GIVEN EXERCISE:
Extract each row below that contains the string "branch", and copy every such row in full.

RECORDS FOR THIS EXERCISE:

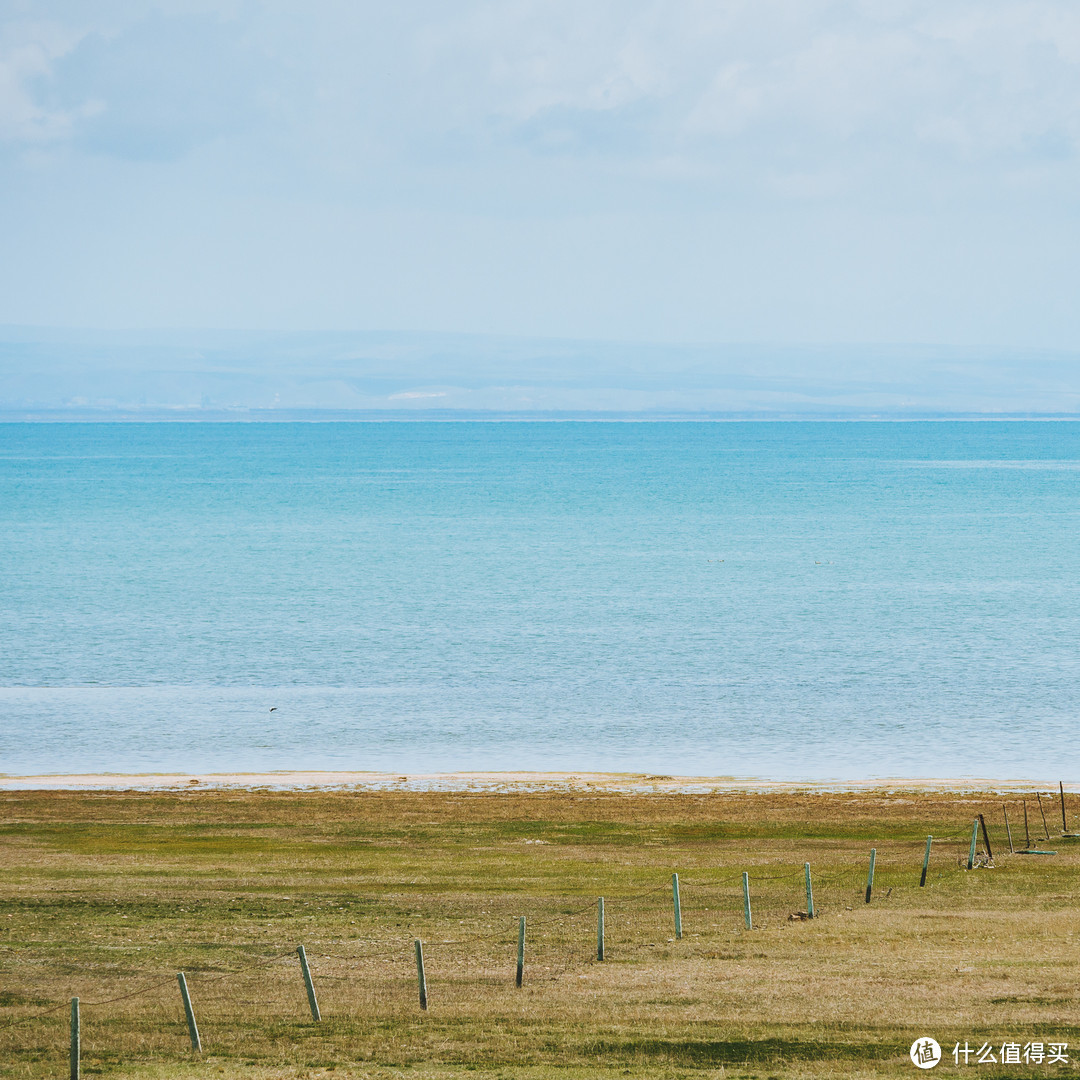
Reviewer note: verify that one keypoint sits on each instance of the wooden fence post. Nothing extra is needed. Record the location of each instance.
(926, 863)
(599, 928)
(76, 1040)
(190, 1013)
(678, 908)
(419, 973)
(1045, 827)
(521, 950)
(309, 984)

---

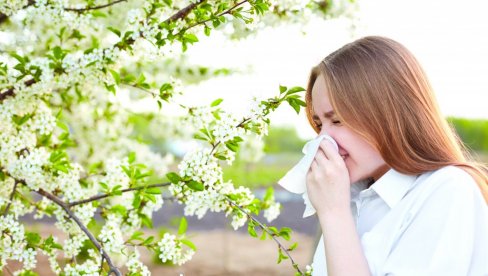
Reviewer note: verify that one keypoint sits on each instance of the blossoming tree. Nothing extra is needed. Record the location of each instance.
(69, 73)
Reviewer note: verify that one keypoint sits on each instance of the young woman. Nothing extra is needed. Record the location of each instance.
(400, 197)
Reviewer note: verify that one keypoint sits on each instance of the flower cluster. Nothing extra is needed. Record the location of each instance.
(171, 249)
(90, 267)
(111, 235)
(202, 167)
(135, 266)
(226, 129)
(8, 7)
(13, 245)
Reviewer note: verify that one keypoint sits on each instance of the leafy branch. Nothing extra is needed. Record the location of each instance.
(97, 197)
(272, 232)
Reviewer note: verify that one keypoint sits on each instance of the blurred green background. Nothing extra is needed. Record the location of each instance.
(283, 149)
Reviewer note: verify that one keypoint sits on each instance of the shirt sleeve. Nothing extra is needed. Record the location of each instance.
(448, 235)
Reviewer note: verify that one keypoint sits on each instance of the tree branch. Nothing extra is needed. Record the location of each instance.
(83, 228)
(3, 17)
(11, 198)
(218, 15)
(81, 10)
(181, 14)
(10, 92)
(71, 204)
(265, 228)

TASK RESPONSE:
Reviewer note: verify that one keypoint sits on each instance of the leafy branch. Nothing extra is needed. Record the location of each instance.
Reviewer note: verify that one keypoint sits on each instance of the tree branch. Nothing extra is needed. Record the location of each instance.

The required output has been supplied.